- Activity -
Show each line of the listing in which the word "wing" occurs.

- Listed entries -
=== Begin Enclosure ===

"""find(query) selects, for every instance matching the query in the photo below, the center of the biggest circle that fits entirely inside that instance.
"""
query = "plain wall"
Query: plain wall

=== End Enclosure ===
=== Begin Enclosure ===

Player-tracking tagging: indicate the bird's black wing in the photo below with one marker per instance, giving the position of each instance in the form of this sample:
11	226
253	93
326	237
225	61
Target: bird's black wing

=== End Enclosure ===
=== Begin Enclosure ===

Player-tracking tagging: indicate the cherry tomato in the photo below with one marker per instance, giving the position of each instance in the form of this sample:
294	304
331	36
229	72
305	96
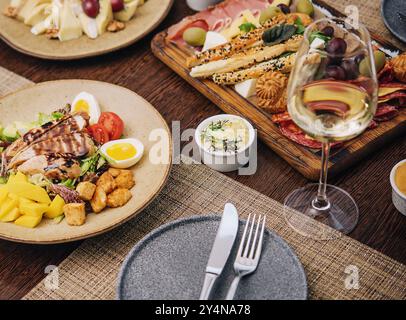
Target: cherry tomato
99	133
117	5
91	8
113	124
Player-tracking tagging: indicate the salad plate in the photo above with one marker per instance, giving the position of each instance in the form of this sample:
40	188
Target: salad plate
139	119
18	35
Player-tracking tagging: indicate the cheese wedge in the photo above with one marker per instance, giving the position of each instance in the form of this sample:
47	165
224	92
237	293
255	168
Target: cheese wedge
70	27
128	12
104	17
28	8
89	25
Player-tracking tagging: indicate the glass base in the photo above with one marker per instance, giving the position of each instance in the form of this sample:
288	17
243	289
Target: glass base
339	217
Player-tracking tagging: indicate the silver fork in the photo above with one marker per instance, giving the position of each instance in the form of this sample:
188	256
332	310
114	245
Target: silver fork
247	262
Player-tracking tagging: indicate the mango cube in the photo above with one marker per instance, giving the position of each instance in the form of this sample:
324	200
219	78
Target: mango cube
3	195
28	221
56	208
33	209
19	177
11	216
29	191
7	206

=== End Enclosure ===

- Response for this exercise -
Player-tracking tagging: indicate the bird's black wing in the photo below with one marker per instance, giving the position of each instance in the form of this sample:
Target: bird's black wing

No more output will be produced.